--- START ---

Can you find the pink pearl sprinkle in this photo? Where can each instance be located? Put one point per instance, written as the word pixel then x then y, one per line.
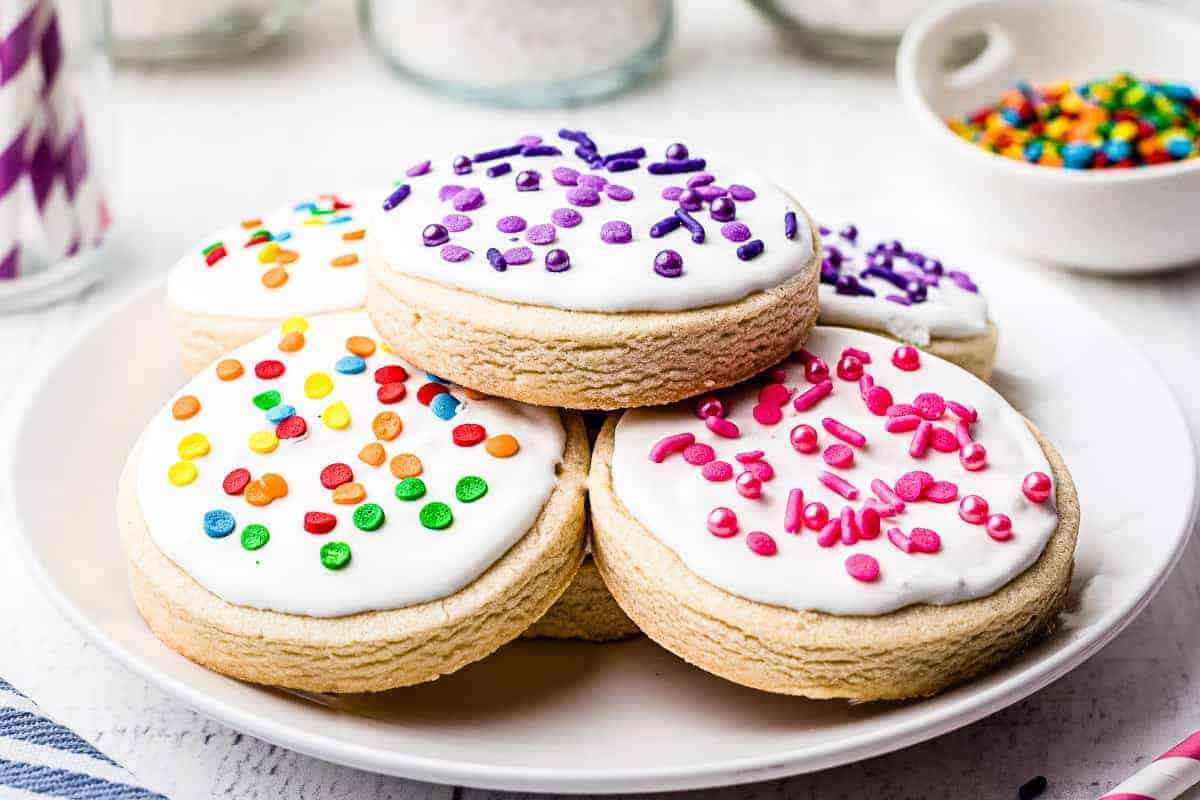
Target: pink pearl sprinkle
pixel 717 470
pixel 667 445
pixel 816 516
pixel 721 427
pixel 838 485
pixel 793 512
pixel 844 432
pixel 804 438
pixel 863 567
pixel 761 543
pixel 749 485
pixel 839 455
pixel 1000 527
pixel 699 453
pixel 973 510
pixel 1036 487
pixel 723 522
pixel 808 398
pixel 921 439
pixel 906 358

--- END ---

*YOUR OBJECTIVE*.
What the reply must contain is an exact transcription of the data above and none of its pictures.

*RESULT*.
Can you find the pink pearl sprinkle in this photo? Where can each instance be located? Put one point per instance, written as the word pixel then x then y, one per line.
Target: pink pearl sprinkle
pixel 717 470
pixel 667 445
pixel 816 516
pixel 721 427
pixel 838 485
pixel 793 512
pixel 844 432
pixel 804 438
pixel 863 567
pixel 761 543
pixel 749 485
pixel 839 455
pixel 1000 527
pixel 699 453
pixel 973 510
pixel 1036 487
pixel 723 522
pixel 808 398
pixel 921 439
pixel 906 358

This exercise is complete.